# WHAT TO DO
Retype, word for word, every line of the records below starting at the one that contains "Find the snowbank" and ending at the one that contains "Find the power line in"; include both of those lines and nothing more.

* * *

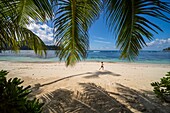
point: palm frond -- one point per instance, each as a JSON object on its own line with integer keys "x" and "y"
{"x": 128, "y": 20}
{"x": 73, "y": 19}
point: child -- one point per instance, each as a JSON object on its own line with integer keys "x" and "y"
{"x": 102, "y": 66}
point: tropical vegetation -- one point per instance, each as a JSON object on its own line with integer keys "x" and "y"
{"x": 14, "y": 97}
{"x": 162, "y": 88}
{"x": 126, "y": 19}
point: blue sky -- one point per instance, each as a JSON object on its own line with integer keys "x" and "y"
{"x": 101, "y": 39}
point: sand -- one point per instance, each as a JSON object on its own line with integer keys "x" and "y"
{"x": 55, "y": 75}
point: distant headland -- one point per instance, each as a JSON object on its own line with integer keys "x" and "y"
{"x": 167, "y": 49}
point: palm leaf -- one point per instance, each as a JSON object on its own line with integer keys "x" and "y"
{"x": 73, "y": 19}
{"x": 128, "y": 20}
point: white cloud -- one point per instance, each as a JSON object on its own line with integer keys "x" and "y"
{"x": 158, "y": 44}
{"x": 97, "y": 37}
{"x": 102, "y": 41}
{"x": 43, "y": 31}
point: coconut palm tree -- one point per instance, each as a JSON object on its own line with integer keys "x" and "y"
{"x": 127, "y": 19}
{"x": 15, "y": 15}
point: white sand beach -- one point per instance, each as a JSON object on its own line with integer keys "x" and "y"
{"x": 52, "y": 76}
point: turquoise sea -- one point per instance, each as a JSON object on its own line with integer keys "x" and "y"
{"x": 156, "y": 57}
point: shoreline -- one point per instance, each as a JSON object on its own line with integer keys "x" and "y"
{"x": 129, "y": 79}
{"x": 12, "y": 61}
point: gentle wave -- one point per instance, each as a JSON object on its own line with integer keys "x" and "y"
{"x": 158, "y": 57}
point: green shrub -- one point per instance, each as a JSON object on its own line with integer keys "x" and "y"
{"x": 14, "y": 97}
{"x": 162, "y": 88}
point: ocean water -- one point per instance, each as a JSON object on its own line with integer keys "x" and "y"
{"x": 156, "y": 57}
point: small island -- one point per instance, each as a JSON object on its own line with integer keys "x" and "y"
{"x": 167, "y": 49}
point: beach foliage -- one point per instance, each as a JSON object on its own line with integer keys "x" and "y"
{"x": 162, "y": 88}
{"x": 14, "y": 97}
{"x": 126, "y": 19}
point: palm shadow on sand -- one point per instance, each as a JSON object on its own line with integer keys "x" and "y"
{"x": 100, "y": 73}
{"x": 95, "y": 99}
{"x": 92, "y": 99}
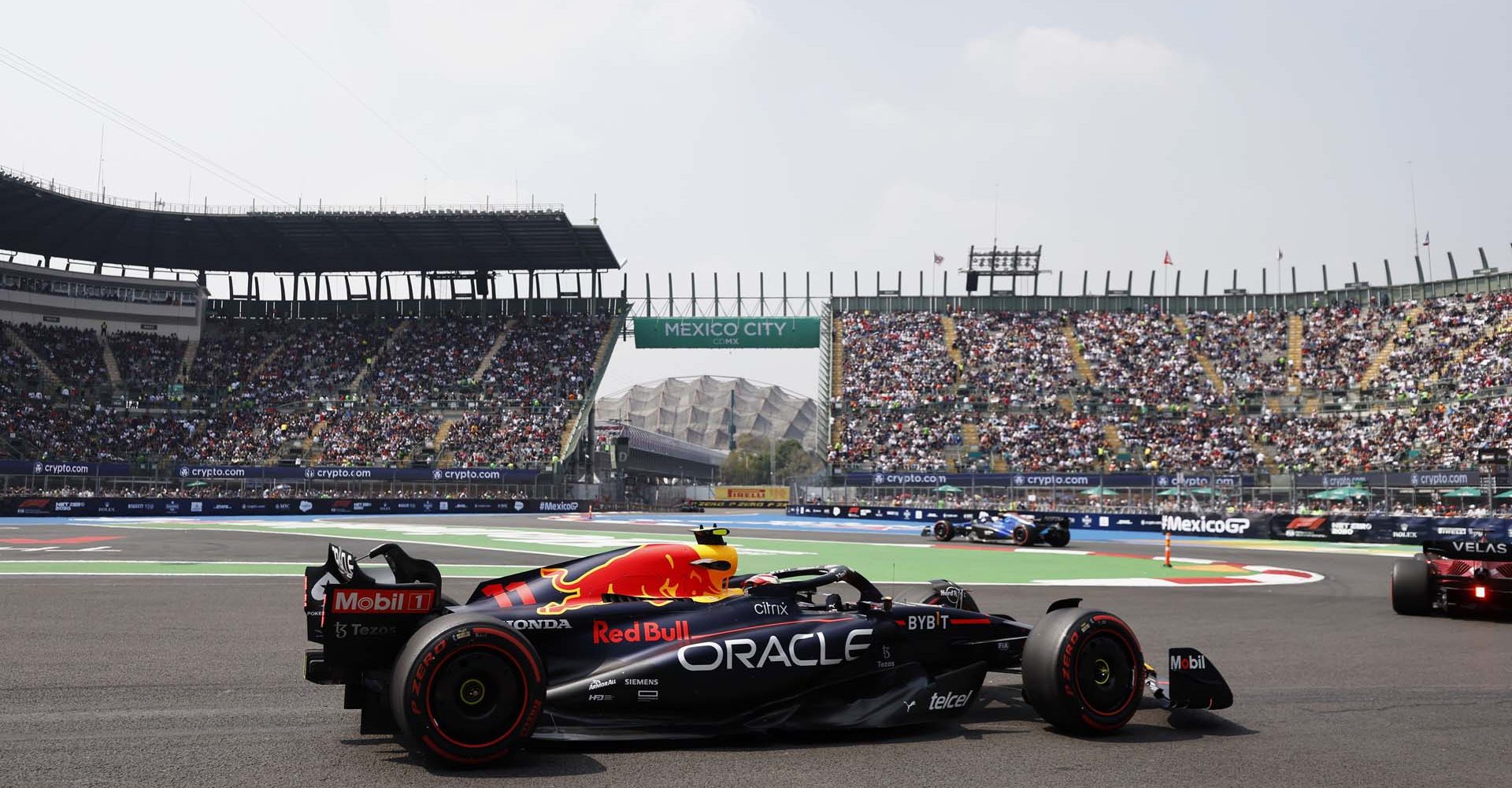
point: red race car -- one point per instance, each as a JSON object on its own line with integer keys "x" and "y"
{"x": 1455, "y": 577}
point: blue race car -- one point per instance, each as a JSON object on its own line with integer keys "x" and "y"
{"x": 1022, "y": 530}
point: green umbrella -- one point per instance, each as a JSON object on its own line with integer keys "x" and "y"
{"x": 1466, "y": 492}
{"x": 1099, "y": 490}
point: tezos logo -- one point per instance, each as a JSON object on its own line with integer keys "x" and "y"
{"x": 356, "y": 630}
{"x": 950, "y": 701}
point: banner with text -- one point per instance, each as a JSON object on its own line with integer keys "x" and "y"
{"x": 726, "y": 332}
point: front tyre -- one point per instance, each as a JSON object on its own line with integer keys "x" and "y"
{"x": 1083, "y": 671}
{"x": 466, "y": 690}
{"x": 1411, "y": 587}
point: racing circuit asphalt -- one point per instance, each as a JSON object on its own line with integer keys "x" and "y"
{"x": 197, "y": 681}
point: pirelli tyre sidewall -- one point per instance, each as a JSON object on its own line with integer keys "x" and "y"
{"x": 1411, "y": 587}
{"x": 1083, "y": 671}
{"x": 466, "y": 690}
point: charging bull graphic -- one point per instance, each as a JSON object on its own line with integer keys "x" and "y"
{"x": 650, "y": 571}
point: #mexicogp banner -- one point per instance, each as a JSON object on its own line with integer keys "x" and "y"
{"x": 726, "y": 332}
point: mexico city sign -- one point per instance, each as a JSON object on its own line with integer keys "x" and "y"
{"x": 726, "y": 332}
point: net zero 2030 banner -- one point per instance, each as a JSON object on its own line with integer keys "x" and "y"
{"x": 726, "y": 332}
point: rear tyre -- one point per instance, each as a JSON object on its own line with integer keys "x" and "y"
{"x": 1411, "y": 587}
{"x": 1083, "y": 671}
{"x": 466, "y": 690}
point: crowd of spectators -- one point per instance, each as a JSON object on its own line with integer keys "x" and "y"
{"x": 432, "y": 359}
{"x": 513, "y": 437}
{"x": 230, "y": 353}
{"x": 897, "y": 439}
{"x": 895, "y": 359}
{"x": 147, "y": 362}
{"x": 547, "y": 359}
{"x": 1043, "y": 442}
{"x": 374, "y": 437}
{"x": 1340, "y": 340}
{"x": 1015, "y": 359}
{"x": 1247, "y": 350}
{"x": 75, "y": 355}
{"x": 1142, "y": 357}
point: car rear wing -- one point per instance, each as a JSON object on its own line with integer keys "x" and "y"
{"x": 361, "y": 616}
{"x": 1470, "y": 549}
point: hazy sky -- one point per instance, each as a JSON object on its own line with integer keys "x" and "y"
{"x": 813, "y": 136}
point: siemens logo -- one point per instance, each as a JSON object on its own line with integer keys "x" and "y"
{"x": 1204, "y": 525}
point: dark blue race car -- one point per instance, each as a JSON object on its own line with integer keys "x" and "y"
{"x": 1021, "y": 530}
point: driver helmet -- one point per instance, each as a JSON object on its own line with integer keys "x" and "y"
{"x": 759, "y": 580}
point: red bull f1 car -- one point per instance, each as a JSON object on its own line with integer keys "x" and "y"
{"x": 1022, "y": 530}
{"x": 1455, "y": 577}
{"x": 670, "y": 640}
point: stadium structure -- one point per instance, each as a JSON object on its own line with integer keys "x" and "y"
{"x": 468, "y": 344}
{"x": 703, "y": 411}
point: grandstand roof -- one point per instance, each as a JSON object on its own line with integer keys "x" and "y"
{"x": 698, "y": 411}
{"x": 57, "y": 221}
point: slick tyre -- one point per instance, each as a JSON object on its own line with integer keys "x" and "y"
{"x": 1083, "y": 671}
{"x": 466, "y": 690}
{"x": 1411, "y": 587}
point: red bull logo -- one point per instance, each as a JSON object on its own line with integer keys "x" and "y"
{"x": 640, "y": 633}
{"x": 650, "y": 571}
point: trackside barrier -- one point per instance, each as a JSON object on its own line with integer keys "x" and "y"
{"x": 1285, "y": 526}
{"x": 221, "y": 507}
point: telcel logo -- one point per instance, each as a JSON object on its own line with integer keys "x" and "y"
{"x": 948, "y": 701}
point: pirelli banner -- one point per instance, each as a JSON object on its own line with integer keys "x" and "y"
{"x": 726, "y": 333}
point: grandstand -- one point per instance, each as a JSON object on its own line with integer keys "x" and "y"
{"x": 151, "y": 373}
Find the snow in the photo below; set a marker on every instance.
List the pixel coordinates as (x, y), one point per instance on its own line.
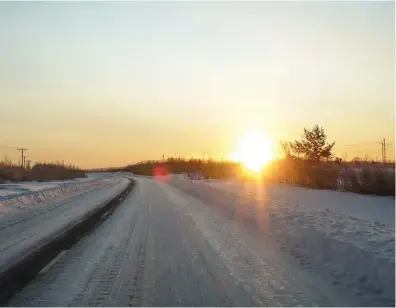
(344, 238)
(36, 224)
(24, 196)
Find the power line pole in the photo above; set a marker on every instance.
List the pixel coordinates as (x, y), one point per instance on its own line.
(383, 149)
(22, 150)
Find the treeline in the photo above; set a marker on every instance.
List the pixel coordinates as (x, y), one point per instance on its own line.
(308, 162)
(39, 172)
(207, 168)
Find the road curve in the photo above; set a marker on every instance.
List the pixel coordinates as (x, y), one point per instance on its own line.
(162, 247)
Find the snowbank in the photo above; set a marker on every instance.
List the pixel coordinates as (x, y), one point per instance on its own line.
(19, 197)
(353, 249)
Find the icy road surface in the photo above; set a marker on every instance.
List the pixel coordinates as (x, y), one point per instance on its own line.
(26, 229)
(162, 247)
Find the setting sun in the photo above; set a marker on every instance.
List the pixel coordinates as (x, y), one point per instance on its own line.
(254, 151)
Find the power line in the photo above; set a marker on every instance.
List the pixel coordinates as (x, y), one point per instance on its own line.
(383, 149)
(22, 150)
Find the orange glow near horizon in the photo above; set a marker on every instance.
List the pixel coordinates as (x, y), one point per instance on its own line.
(255, 150)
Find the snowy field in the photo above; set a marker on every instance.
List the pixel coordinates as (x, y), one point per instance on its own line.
(345, 238)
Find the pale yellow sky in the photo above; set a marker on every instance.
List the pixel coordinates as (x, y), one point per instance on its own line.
(107, 84)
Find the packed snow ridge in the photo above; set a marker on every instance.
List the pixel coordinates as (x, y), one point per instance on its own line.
(17, 197)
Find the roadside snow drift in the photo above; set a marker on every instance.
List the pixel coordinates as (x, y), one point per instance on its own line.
(24, 196)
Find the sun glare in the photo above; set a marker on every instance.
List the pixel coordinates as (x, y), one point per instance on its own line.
(254, 151)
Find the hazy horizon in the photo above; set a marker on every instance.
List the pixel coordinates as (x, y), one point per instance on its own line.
(108, 84)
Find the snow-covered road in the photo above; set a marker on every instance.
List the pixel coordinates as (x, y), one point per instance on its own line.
(163, 247)
(23, 230)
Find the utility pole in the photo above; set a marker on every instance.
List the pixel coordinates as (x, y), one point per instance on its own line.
(22, 150)
(383, 149)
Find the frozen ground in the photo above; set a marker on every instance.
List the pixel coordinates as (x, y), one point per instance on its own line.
(346, 238)
(181, 243)
(30, 226)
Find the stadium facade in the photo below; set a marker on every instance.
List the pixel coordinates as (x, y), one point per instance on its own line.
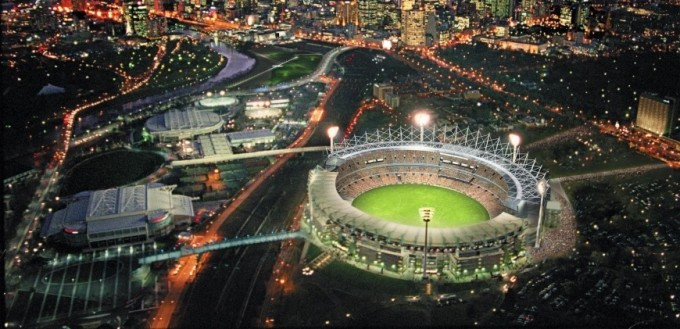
(467, 161)
(116, 216)
(174, 124)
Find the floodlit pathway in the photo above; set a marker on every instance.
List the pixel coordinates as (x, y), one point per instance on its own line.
(558, 241)
(614, 172)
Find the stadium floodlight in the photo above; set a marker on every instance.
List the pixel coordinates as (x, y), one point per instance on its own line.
(422, 118)
(332, 132)
(542, 187)
(426, 215)
(514, 140)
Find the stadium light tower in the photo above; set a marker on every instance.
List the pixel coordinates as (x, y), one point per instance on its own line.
(514, 140)
(542, 187)
(422, 118)
(332, 132)
(426, 214)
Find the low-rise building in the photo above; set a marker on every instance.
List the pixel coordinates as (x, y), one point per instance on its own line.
(117, 216)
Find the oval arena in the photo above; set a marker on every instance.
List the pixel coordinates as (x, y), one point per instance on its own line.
(384, 231)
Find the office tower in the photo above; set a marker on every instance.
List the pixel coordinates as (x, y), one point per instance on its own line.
(413, 27)
(136, 19)
(347, 12)
(582, 14)
(565, 15)
(656, 114)
(367, 12)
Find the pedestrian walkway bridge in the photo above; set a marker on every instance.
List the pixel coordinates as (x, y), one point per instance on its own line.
(231, 243)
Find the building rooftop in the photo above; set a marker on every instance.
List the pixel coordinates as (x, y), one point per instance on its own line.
(182, 120)
(249, 134)
(214, 144)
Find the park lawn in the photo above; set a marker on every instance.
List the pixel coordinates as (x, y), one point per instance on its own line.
(300, 67)
(279, 55)
(400, 204)
(346, 275)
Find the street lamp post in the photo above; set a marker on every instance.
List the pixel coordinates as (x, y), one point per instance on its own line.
(514, 140)
(426, 214)
(332, 132)
(422, 118)
(542, 188)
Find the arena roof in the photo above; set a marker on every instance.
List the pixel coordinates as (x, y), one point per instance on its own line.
(522, 175)
(249, 134)
(115, 208)
(183, 120)
(324, 193)
(218, 101)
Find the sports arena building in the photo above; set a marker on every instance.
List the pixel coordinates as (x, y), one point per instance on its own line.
(117, 216)
(175, 124)
(466, 161)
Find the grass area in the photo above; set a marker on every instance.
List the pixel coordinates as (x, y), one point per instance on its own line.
(400, 204)
(588, 153)
(349, 276)
(186, 62)
(132, 60)
(312, 252)
(279, 55)
(300, 67)
(110, 169)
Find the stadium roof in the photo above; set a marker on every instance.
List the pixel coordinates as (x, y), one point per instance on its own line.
(522, 175)
(183, 120)
(322, 188)
(115, 208)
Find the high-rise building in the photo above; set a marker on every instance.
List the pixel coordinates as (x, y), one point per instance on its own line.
(136, 19)
(582, 14)
(499, 8)
(656, 114)
(413, 27)
(566, 15)
(389, 14)
(79, 5)
(347, 12)
(368, 12)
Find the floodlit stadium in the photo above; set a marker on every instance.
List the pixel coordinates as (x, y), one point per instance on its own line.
(174, 124)
(369, 198)
(116, 216)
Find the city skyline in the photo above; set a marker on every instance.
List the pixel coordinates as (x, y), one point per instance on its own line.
(350, 163)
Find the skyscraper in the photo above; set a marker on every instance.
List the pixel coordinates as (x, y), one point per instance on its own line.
(367, 12)
(136, 19)
(500, 8)
(565, 15)
(413, 27)
(347, 12)
(656, 114)
(582, 14)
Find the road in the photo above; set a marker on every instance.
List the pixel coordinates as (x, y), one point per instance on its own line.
(615, 172)
(239, 156)
(186, 273)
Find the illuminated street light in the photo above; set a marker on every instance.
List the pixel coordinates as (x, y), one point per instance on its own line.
(514, 140)
(332, 132)
(542, 188)
(426, 215)
(422, 118)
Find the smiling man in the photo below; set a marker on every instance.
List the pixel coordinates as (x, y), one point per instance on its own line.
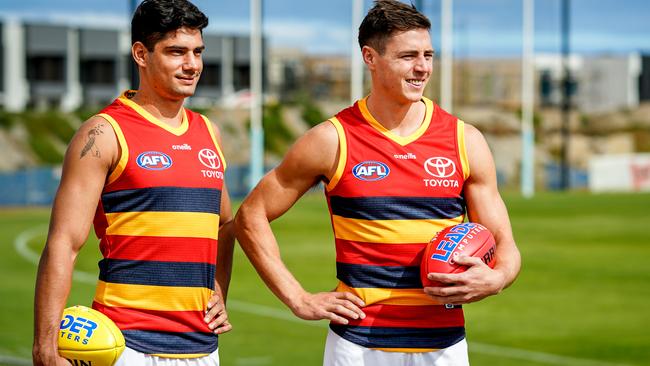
(396, 169)
(148, 174)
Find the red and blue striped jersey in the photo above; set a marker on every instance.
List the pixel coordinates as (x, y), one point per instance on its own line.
(158, 223)
(388, 197)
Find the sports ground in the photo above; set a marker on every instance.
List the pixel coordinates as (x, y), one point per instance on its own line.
(581, 299)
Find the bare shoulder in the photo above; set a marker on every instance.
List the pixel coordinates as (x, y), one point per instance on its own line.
(95, 139)
(314, 153)
(478, 153)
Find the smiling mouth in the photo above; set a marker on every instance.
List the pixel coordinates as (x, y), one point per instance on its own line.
(415, 82)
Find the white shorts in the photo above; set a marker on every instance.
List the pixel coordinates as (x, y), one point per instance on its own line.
(341, 352)
(131, 357)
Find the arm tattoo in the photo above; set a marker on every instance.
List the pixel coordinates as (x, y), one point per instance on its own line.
(90, 141)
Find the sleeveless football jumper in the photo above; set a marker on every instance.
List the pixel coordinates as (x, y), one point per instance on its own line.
(388, 197)
(158, 223)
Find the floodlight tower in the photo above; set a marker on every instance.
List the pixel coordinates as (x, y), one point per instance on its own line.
(527, 101)
(566, 91)
(256, 129)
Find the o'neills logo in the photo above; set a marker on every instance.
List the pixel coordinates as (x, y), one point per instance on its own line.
(440, 168)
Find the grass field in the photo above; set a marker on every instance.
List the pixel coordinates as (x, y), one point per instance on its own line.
(581, 299)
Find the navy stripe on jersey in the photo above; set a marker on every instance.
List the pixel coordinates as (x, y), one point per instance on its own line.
(384, 337)
(152, 342)
(179, 274)
(364, 276)
(397, 208)
(168, 199)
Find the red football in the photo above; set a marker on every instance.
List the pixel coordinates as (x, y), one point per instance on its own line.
(468, 238)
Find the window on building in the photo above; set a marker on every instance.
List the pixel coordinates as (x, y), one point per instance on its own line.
(100, 72)
(46, 68)
(242, 77)
(210, 76)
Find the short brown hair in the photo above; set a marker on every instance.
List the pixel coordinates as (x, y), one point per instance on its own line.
(154, 19)
(387, 17)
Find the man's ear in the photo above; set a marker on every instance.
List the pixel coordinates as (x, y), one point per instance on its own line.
(139, 53)
(369, 56)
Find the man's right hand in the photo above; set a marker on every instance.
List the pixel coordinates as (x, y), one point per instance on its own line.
(335, 306)
(41, 358)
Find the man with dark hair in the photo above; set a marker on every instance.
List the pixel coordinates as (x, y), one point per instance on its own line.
(396, 169)
(149, 174)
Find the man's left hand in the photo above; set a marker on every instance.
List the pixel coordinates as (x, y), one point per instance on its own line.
(216, 316)
(478, 282)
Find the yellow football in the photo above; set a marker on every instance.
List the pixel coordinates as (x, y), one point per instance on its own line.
(89, 338)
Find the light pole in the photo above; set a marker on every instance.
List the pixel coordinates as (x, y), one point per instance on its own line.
(256, 131)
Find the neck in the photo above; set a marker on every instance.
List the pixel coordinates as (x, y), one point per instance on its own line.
(166, 110)
(398, 117)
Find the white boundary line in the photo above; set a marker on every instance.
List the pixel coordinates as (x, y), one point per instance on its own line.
(21, 246)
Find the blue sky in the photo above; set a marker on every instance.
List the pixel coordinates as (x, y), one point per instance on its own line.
(483, 28)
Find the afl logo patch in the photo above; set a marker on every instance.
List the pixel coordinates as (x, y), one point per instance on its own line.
(440, 167)
(154, 160)
(370, 171)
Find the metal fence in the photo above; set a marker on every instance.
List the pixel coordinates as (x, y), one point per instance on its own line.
(37, 186)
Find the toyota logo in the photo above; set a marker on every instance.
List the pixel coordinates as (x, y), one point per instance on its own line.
(440, 167)
(209, 158)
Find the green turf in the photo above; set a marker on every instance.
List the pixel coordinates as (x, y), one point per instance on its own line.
(582, 293)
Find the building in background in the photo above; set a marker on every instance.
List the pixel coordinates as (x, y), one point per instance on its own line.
(59, 65)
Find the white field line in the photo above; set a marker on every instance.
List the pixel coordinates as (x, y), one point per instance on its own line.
(21, 241)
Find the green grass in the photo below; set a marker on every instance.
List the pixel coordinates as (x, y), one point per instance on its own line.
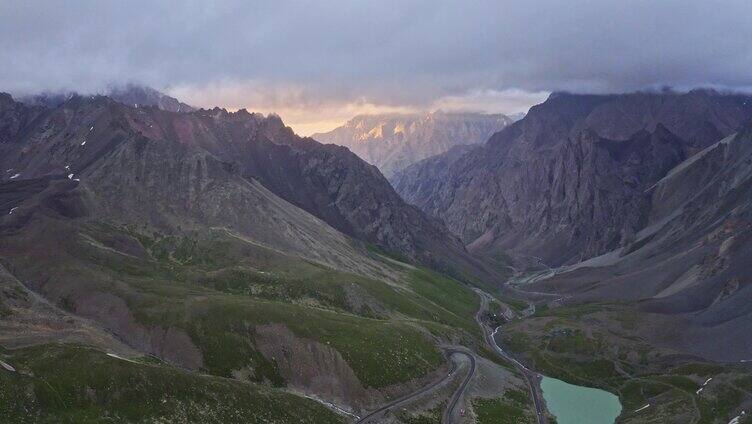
(218, 289)
(74, 384)
(498, 411)
(721, 403)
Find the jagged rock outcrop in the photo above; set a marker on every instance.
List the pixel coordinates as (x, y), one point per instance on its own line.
(394, 141)
(567, 182)
(690, 261)
(130, 94)
(146, 164)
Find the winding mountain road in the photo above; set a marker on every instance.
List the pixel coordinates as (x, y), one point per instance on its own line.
(449, 413)
(531, 377)
(373, 416)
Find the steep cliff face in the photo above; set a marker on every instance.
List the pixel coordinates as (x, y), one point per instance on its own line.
(567, 182)
(691, 259)
(392, 142)
(211, 166)
(129, 94)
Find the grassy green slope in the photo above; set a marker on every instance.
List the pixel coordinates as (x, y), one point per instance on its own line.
(75, 384)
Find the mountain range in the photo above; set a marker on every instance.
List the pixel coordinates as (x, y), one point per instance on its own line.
(395, 141)
(270, 275)
(639, 197)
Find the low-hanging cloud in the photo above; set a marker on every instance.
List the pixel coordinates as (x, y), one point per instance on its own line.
(395, 54)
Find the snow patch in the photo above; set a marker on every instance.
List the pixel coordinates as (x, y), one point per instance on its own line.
(7, 366)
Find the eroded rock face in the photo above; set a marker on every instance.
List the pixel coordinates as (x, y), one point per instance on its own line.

* * *

# TASK SOLUTION
Find the snowbank in the photo above; set a marker on every instance.
List the pixel coordinates as (x, y), one point per instance on its own line.
(19, 197)
(353, 249)
Find the icy road surface in the photo above; set a marker on every instance.
List the pixel coordinates as (x, y), one point per instance on its own line.
(26, 229)
(162, 247)
Find the setting sun in the photo above; set a marker on every instance.
List the pixel coordinates as (x, y), one point per instance on its own line.
(254, 151)
Find the power line in the photo above; set a marker on every instance.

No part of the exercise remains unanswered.